EXERCISE OBJECTIVE ::
All the data should be repeated exactly. Any image in it is left out.

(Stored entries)
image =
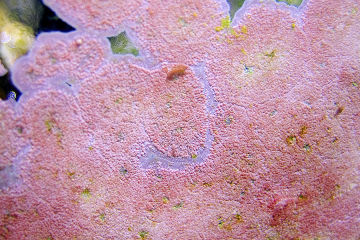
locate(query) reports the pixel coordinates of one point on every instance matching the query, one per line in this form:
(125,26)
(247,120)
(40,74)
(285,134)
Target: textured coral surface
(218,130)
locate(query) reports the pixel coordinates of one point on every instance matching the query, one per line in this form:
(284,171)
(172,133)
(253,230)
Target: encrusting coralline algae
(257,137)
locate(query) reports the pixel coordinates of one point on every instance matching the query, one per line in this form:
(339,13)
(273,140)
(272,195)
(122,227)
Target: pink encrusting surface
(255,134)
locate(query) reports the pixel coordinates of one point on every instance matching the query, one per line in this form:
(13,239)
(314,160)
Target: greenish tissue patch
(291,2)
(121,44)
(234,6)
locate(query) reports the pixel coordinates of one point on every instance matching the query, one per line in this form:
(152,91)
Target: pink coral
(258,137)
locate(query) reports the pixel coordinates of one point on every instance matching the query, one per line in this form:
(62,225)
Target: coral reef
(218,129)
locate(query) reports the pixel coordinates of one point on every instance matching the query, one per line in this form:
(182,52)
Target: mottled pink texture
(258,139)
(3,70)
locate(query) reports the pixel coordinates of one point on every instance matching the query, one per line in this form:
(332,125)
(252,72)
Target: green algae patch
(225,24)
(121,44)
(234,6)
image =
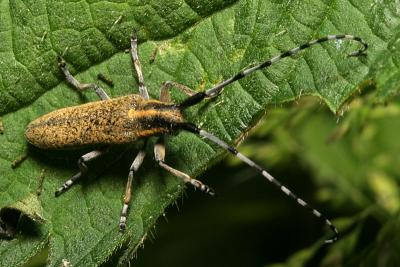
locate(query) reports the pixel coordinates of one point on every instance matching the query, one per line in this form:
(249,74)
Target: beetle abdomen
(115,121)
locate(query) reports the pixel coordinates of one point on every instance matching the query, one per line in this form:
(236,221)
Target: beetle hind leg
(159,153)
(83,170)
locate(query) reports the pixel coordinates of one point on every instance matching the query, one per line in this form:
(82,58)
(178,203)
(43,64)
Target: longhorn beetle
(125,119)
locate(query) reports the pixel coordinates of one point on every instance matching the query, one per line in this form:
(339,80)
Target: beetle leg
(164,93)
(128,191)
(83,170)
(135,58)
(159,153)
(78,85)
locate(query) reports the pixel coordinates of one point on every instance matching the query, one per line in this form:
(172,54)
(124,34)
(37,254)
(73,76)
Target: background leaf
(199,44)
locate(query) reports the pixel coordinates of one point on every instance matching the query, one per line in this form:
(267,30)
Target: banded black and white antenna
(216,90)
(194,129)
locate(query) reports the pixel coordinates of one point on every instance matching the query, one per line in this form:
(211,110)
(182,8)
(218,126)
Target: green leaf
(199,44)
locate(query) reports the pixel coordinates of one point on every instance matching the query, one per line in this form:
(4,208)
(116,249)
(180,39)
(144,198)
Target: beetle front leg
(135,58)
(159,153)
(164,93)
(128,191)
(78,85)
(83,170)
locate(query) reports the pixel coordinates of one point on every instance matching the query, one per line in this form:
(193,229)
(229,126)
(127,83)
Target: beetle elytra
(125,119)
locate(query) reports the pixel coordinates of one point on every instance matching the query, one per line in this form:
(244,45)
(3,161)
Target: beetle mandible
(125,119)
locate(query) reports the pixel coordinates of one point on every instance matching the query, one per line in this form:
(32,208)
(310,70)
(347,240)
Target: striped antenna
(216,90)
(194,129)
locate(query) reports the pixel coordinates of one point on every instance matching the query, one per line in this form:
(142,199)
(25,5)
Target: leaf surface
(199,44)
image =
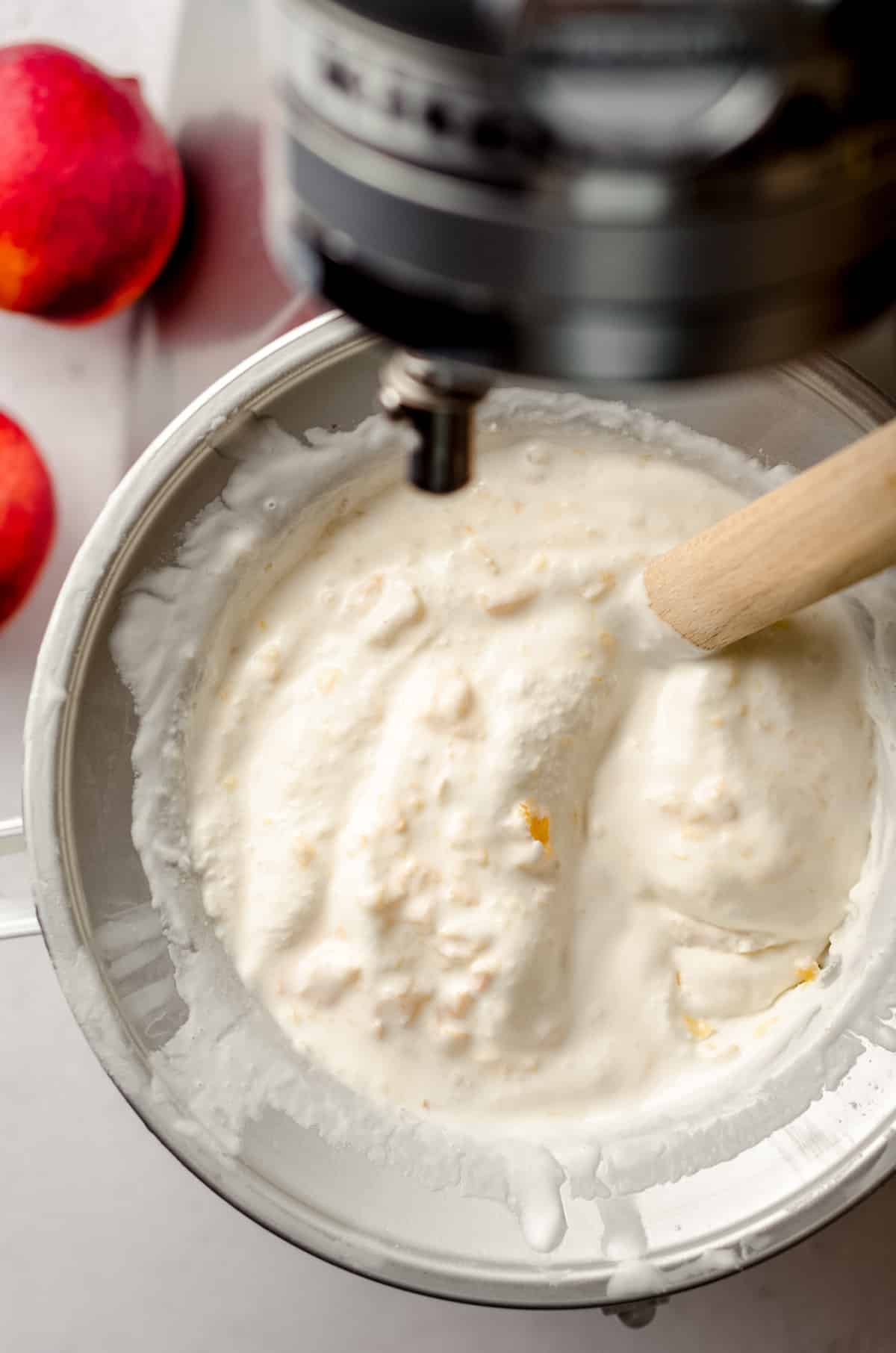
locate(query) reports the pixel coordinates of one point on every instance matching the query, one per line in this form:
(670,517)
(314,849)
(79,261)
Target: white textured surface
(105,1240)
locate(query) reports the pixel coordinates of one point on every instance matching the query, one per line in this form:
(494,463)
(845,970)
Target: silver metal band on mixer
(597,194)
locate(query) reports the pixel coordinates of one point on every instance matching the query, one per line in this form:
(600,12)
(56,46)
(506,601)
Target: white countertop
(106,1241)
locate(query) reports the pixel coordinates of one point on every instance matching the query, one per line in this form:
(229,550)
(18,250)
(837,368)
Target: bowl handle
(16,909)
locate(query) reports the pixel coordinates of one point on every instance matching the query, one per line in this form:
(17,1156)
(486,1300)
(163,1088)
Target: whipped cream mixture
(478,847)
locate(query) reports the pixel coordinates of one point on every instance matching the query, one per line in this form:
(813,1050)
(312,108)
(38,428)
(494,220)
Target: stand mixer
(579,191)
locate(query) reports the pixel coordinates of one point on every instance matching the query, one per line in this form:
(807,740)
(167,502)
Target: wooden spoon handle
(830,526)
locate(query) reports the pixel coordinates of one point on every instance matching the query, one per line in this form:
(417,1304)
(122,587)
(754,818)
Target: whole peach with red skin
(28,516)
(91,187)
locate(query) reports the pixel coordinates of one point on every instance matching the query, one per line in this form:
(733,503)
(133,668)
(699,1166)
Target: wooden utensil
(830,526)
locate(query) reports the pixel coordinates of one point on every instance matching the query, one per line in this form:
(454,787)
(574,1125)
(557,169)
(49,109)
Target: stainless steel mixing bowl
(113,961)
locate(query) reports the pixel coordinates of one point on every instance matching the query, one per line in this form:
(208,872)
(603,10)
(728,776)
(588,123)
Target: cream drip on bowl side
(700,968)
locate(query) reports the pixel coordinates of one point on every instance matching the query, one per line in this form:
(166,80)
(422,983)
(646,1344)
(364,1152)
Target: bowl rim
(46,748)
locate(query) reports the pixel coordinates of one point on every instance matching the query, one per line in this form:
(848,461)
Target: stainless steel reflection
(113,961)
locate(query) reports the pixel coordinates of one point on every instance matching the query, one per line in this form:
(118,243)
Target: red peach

EXERCISE RESPONSE ::
image =
locate(query) reports the pixel coordinates of one point on every instance matching the query, one per line in this form:
(125,26)
(247,120)
(40,74)
(285,134)
Target: textured coral surface
(218,130)
locate(query) reports the pixel coordinates of one point on every instance matching the query, one per line in this form:
(284,171)
(172,133)
(253,230)
Target: encrusting coralline algae
(257,137)
locate(query) reports the pixel coordinates of one point on every instance matching the query, one per line in this form:
(339,13)
(273,140)
(272,195)
(122,227)
Target: pink encrusting surface
(255,134)
locate(query) reports the pixel coordinates of one point on every instance matching the query, one per line in this form:
(13,239)
(314,160)
Target: greenish tissue patch
(291,2)
(121,44)
(234,6)
locate(query) reports the pixel coordinates of one point on every instance matching the query, one per line in this form:
(152,91)
Target: pink coral
(258,137)
locate(query) reports the pixel coordinates of one point on every instance matching the query, one per line in this form:
(62,225)
Target: coral reef
(218,129)
locate(query) reports the pixel coordinates of one point on every instance matching the query, one per line in this form:
(182,52)
Target: mottled pink texture
(258,139)
(3,70)
locate(query) reports the pixel coordinates of one point on every instance matching the query, one per line in this form:
(332,125)
(252,72)
Target: green algae patch
(225,24)
(121,44)
(234,6)
image =
locate(query) reports the pixel coordinates of one point on every instance matching the query, one per line in this form:
(249,74)
Target: beetle abdomen
(115,121)
locate(query) reports the pixel coordinates of one point on every instance matching the query, one per line in this form:
(236,221)
Target: beetle hind leg
(159,153)
(83,170)
locate(query) reports the pixel coordinates of one point on every instance matching the query, one per line in this form:
(82,58)
(178,203)
(43,64)
Target: longhorn beetle
(125,119)
locate(query) reports the pixel coordinates of one point on every instance matching the query, one per line in this form:
(339,80)
Target: beetle leg
(164,93)
(128,191)
(83,170)
(135,58)
(159,153)
(78,85)
locate(query) reports the pixel coordinates of one point on every instance matching the query, one per line in this form:
(172,54)
(124,34)
(37,254)
(73,76)
Target: background leaf
(199,44)
locate(query) reports the pixel coordinates of one point on every instance matching the query, one per line in this form:
(267,30)
Target: banded black and white antenna
(216,90)
(194,129)
locate(query) reports the pixel coordinates of one point on every instance matching the query, one per line in this form:
(211,110)
(182,8)
(218,126)
Target: green leaf
(199,44)
locate(query) reports the pixel coordinates of one point on every instance matching the query, one per line in this form:
(4,208)
(116,249)
(180,39)
(144,198)
Target: beetle front leg
(135,58)
(159,153)
(164,93)
(128,191)
(78,85)
(83,170)
locate(query) reports the pixel coordinates of one point on every instance matching the query, one per line in this form:
(193,229)
(229,126)
(127,83)
Target: beetle elytra
(125,119)
locate(query) reports the pixel coordinates of one point on every instance matching the query, one per line in this form:
(244,45)
(3,161)
Target: beetle mandible
(125,119)
locate(query) reports the pixel coordinates of one point on every instance matching the query, one per line in this form:
(32,208)
(310,70)
(347,240)
Target: striped antenna
(216,90)
(194,129)
locate(query) reports the pixel coordinates of one point on every instance matching the query, one per line in this form:
(142,199)
(25,5)
Target: leaf surface
(199,44)
image =
locate(query) reports the pixel coordinates of one point on every instance matching the query, one per line in this form:
(670,517)
(314,849)
(79,261)
Target: white textured surface
(105,1240)
locate(query) reports the pixel coordinates of one point on every instance matching the query, one per line in this form:
(494,463)
(845,970)
Target: silver metal band on mixer
(597,194)
locate(query) reports the pixel coordinates of one point on every instance matching the query, one per line in this form:
(600,12)
(56,46)
(506,601)
Target: white countertop
(106,1241)
locate(query) reports the pixel coordinates of one point on every instance matching the query, one per line in this form:
(229,550)
(18,250)
(837,368)
Target: bowl handle
(16,909)
locate(query) reports the pixel coordinates of one point on every instance matching the query, one per line in this form:
(17,1156)
(486,1300)
(163,1088)
Target: whipped cream mixture
(478,847)
locate(query) reports the pixel coordinates of one point on every instance matching the query, one per line in this form:
(813,1050)
(312,108)
(38,428)
(494,220)
Target: stand mixer
(579,191)
locate(query) reports the pixel coordinates of one point on every instance matching the query, one per line in this form:
(807,740)
(167,502)
Target: wooden spoon handle
(830,526)
locate(query) reports the pixel coordinates of one point on every instance matching the query, one per line in this form:
(417,1304)
(122,587)
(754,818)
Target: whole peach with red skin
(28,516)
(91,187)
locate(query) reports the pixel coordinates of one point on every instance matching the query, one per line in this form:
(733,503)
(133,668)
(699,1166)
Target: wooden utensil
(830,526)
locate(query) reports the pixel coordinates of one point on every instance matching the query, one per line in this form:
(454,787)
(574,1125)
(557,169)
(49,109)
Target: stainless steel mixing bowl
(113,961)
locate(query) reports the pixel coordinates of one point on every instance matching the query, one per line in this form:
(208,872)
(603,10)
(728,776)
(588,123)
Target: cream drip on bowl side
(700,968)
locate(query) reports the pixel coordinates of one point on every instance matching the query, one per line in this form:
(166,80)
(422,983)
(646,1344)
(364,1152)
Target: bowl rim
(46,748)
locate(query) reports the pixel coordinates of one point on every instance matching the query, one per line in this form:
(848,461)
Target: stainless steel reflection
(113,961)
locate(query) reports the pixel coordinates of one point on every instance matching the query, one per line in this form:
(118,243)
Target: red peach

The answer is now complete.